— Start of Supplied material —

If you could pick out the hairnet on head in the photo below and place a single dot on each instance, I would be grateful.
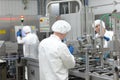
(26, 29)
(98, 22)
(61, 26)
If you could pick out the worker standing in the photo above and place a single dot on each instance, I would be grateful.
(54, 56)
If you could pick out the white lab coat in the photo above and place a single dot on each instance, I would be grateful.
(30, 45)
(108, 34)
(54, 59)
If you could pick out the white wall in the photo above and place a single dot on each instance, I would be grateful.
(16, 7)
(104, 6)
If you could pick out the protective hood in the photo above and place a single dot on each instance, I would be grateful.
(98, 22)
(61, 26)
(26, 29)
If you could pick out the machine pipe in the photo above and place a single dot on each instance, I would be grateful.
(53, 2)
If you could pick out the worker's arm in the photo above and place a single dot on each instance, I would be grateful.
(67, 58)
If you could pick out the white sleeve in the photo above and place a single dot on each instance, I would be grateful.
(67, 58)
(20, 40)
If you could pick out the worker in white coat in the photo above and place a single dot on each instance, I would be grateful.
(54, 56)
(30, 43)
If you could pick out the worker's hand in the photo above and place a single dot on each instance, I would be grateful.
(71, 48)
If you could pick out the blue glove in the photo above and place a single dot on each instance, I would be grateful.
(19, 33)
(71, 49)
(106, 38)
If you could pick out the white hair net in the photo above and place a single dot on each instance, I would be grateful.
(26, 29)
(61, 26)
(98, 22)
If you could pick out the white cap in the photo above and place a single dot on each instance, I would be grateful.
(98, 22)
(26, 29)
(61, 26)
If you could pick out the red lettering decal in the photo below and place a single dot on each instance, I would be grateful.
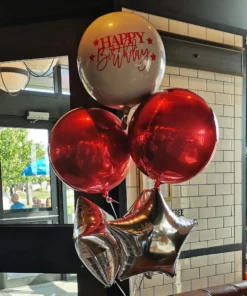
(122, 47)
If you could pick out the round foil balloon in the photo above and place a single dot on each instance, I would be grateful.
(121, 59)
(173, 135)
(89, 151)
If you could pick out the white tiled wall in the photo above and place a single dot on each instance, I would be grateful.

— End of Supplied material —
— Start of Supplied material —

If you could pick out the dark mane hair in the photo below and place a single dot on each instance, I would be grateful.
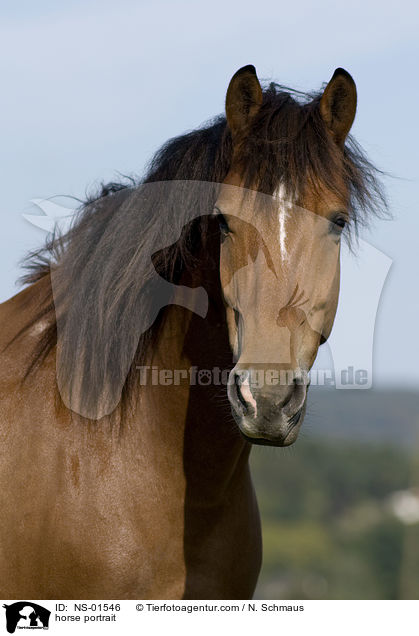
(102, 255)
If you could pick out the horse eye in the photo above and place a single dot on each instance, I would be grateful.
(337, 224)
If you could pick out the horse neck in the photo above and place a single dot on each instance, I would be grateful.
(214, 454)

— End of Supplied material —

Task →
Locate every line of the records that contains the string "horse" and copy each such line in full. Treat the match as case-sensitive.

Reply →
If you could pick out the horse eye in the photo above and place a single dot on each instance, I would be grateful.
If you could pick out the horse neck in the photo above and place a single dot on each instance, I would be grateful.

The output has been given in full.